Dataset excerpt
* Begin *
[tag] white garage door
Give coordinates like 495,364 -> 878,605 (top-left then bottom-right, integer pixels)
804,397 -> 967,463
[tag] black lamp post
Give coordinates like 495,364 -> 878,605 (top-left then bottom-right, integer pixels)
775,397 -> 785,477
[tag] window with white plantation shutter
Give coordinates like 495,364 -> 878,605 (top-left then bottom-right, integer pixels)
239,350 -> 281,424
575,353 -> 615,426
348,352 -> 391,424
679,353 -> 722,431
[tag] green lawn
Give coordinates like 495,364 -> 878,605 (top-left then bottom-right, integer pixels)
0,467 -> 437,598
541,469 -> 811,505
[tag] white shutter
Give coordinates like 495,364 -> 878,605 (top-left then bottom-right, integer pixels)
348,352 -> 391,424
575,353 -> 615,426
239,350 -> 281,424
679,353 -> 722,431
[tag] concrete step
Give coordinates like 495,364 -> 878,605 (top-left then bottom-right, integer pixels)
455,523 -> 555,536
* End *
Rewrite the rows above, replacing "concrete step" with "stone step" wherever it occurs and leaving every other line unchanged.

[tag] white garage door
Give coordinates like 495,364 -> 878,605 (top-left then bottom-right, integer pixels)
804,397 -> 967,463
[tag] black lamp post
Give coordinates like 495,364 -> 878,605 (top-left then bottom-right, integer pixels)
775,397 -> 785,477
[tag] window with white plantation shutter
Give coordinates like 495,364 -> 878,605 (top-left then bottom-right, integer pixels)
239,350 -> 281,424
575,353 -> 615,426
348,352 -> 391,424
679,353 -> 722,431
[tag] green lawn
Give coordinates like 495,364 -> 878,605 (top-left then bottom-right, integer pixels)
0,467 -> 437,598
541,469 -> 811,505
[tag] white shutter
Give coordinates like 495,364 -> 878,605 (top-left then bottom-right, integer pixels)
348,352 -> 391,424
575,353 -> 615,426
239,350 -> 281,424
679,353 -> 722,431
[tag] stone step
Give coordinates like 495,364 -> 878,605 (top-left then bottom-right, integer pixels)
455,523 -> 555,536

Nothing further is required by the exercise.